Problem details:
Only one span of the listing below is wanted: the lines from the one with "What part of this image shows the pale" through the one with "What part of this image shows the light", reproduced exactly, both ends kept.

Top of Records to use

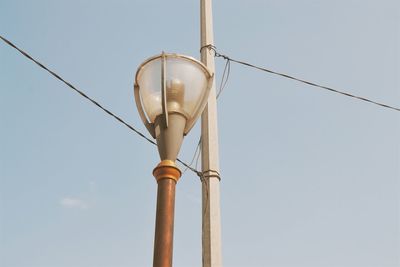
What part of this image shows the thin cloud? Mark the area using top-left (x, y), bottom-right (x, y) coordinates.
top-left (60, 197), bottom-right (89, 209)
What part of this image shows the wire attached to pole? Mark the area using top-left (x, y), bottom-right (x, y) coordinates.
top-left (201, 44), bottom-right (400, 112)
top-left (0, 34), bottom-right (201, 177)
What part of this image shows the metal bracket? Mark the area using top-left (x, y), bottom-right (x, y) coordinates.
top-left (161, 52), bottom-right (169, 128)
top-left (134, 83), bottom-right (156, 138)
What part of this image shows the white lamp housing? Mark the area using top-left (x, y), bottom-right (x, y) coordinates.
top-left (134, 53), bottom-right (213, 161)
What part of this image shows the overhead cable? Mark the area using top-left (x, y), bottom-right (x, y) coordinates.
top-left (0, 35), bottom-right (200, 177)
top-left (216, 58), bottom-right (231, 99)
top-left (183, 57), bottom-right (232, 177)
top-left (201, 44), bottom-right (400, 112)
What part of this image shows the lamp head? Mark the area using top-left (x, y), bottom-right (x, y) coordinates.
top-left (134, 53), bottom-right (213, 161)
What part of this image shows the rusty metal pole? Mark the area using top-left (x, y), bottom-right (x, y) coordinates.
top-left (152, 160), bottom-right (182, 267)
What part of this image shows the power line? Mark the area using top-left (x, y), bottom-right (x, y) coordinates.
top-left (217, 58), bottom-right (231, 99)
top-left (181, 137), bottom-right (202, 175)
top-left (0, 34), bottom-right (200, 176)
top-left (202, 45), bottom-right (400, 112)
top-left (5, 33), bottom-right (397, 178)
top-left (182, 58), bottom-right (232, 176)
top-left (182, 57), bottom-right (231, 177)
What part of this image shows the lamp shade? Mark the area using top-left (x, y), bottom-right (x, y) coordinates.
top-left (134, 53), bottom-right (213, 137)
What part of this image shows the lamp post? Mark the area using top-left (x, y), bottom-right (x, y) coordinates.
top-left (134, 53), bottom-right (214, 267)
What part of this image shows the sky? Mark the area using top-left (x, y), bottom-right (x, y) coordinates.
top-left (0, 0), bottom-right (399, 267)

Bottom of Records to use
Top of Records to use

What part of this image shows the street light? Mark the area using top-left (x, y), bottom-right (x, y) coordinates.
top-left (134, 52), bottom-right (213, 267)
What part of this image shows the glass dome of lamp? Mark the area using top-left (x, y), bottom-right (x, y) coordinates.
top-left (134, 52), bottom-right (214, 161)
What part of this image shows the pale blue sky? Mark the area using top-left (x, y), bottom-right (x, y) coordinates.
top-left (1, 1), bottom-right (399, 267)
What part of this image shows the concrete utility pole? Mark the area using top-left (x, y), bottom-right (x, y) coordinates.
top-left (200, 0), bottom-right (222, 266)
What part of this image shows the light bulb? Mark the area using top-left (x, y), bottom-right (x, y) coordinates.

Bottom of Records to use

Task result:
What part of this image shows the pale blue sky? Mark the area using top-left (x, y), bottom-right (x, y) coordinates.
top-left (1, 1), bottom-right (399, 267)
What part of this image shows the concrete utility pole? Mark the area using top-left (x, y), bottom-right (x, y) coordinates.
top-left (200, 0), bottom-right (222, 266)
What part of this image shows the light bulb? Mark the area using top-left (x, y), bottom-right (x, y) coordinates.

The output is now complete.